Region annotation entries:
───

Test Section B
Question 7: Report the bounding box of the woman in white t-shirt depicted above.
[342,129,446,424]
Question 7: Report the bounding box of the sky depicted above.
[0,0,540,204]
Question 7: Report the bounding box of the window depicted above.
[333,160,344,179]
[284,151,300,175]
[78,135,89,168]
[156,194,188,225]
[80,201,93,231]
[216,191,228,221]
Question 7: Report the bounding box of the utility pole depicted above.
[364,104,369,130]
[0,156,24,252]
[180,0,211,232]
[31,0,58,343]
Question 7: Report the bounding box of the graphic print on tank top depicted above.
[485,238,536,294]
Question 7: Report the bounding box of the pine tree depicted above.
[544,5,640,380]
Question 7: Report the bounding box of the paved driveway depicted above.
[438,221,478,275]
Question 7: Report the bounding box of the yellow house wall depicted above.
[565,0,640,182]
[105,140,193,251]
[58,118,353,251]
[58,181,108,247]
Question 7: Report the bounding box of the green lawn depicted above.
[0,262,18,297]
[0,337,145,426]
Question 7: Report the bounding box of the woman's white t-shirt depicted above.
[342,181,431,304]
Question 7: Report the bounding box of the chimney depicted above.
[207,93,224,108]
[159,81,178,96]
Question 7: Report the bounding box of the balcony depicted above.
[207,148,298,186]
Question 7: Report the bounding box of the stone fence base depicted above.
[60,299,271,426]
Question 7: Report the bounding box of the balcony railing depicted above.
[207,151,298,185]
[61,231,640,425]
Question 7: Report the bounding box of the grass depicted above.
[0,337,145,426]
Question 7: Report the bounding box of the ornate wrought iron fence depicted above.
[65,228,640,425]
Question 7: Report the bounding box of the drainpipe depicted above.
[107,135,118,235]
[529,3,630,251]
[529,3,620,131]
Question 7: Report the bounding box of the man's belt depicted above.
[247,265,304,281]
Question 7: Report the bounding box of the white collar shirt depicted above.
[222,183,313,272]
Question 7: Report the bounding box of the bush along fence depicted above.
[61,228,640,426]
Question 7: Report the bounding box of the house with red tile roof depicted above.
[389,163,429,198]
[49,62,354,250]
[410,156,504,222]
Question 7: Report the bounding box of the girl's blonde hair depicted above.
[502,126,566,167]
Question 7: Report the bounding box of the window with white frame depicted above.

───

EXERCISE INSTRUCTIONS: Find each line in the entries above that contains the word "with", matching case exactly, and copy those lines.

SOLUTION:
Question 7: Report the bounding box of the house with red tile roof depicted above.
Question 7: Report the bounding box of the window with white frame depicted above.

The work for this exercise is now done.